#### TEXTAUSSCHNITT

----

Der Bundeskongress begann, nachdem man die Formalien abgehakt hatte, mit der Verleihung des Ludwig-Baumann-Preises des Carl-von-Ossietzky-Solidaritätsfonds (wir dachten, es geht gleich mit dem Festakt los und fielen unangenehm auf, weil wir schon mit Hopfensmoothies und Feierlaune ausgestattet auftauchten…).

Unterhaltsam moderiert von Kathi konnten nach einem spannenden Redebeitrag zum Leben und Wirken Ludwig Baumanns von Günter Knebel, dem Vorsitzenden der Bundesvereinigung Opfer der NS-Militärjustiz und einem Vortrag zu Kunst und Protest von Dr. Valentina Vlašić die Preisträger*innen sprechen.

Frida Henkel, die zusammen mit der Soligruppe plakativ den Preis erhielt, war online zugeschaltet. Sie erzählte von den Hausdurchsuchungen wegen eines umgestalteten Bundeswehrplakats und der anschließenden Antirepressionsarbeit, die schließlich in eine Verfassungsbeschwerde mündete.

----

#### AUFGABENZIEL
Schreibe aus dem Textausschnitt über den Bundeskongress die Stelle von „Frida Henkel, die“ bis einschließlich „eine Verfassungsbeschwerde mündete.“ wortgetreu ab. Stütze dich ausschließlich auf den Textausschnitt.

#### VERFÜGBARE DATEN
----

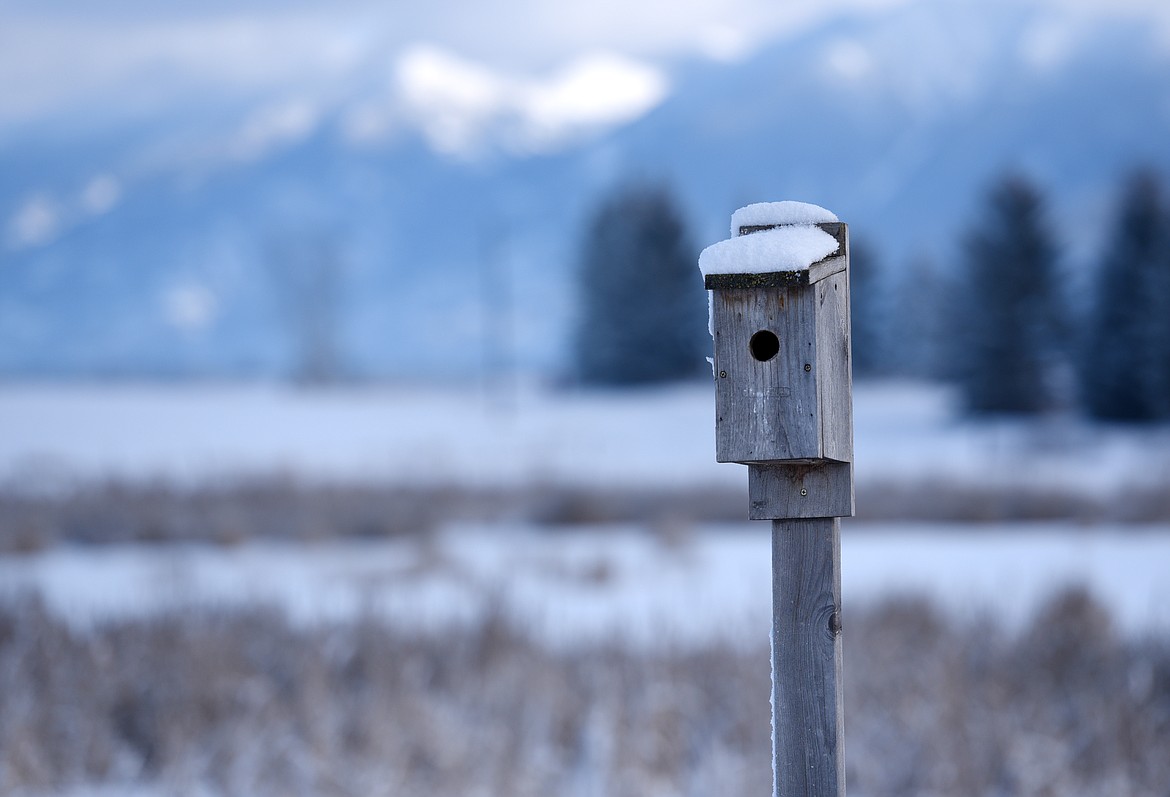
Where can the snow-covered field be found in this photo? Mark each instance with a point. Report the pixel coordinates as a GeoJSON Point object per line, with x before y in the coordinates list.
{"type": "Point", "coordinates": [704, 586]}
{"type": "Point", "coordinates": [56, 435]}
{"type": "Point", "coordinates": [627, 581]}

----

#### ERGEBNIS DER ÜBUNG
Frida Henkel, die zusammen mit der Soligruppe plakativ den Preis erhielt, war online zugeschaltet. Sie erzählte von den Hausdurchsuchungen wegen eines umgestalteten Bundeswehrplakats und der anschließenden Antirepressionsarbeit, die schließlich in eine Verfassungsbeschwerde mündete.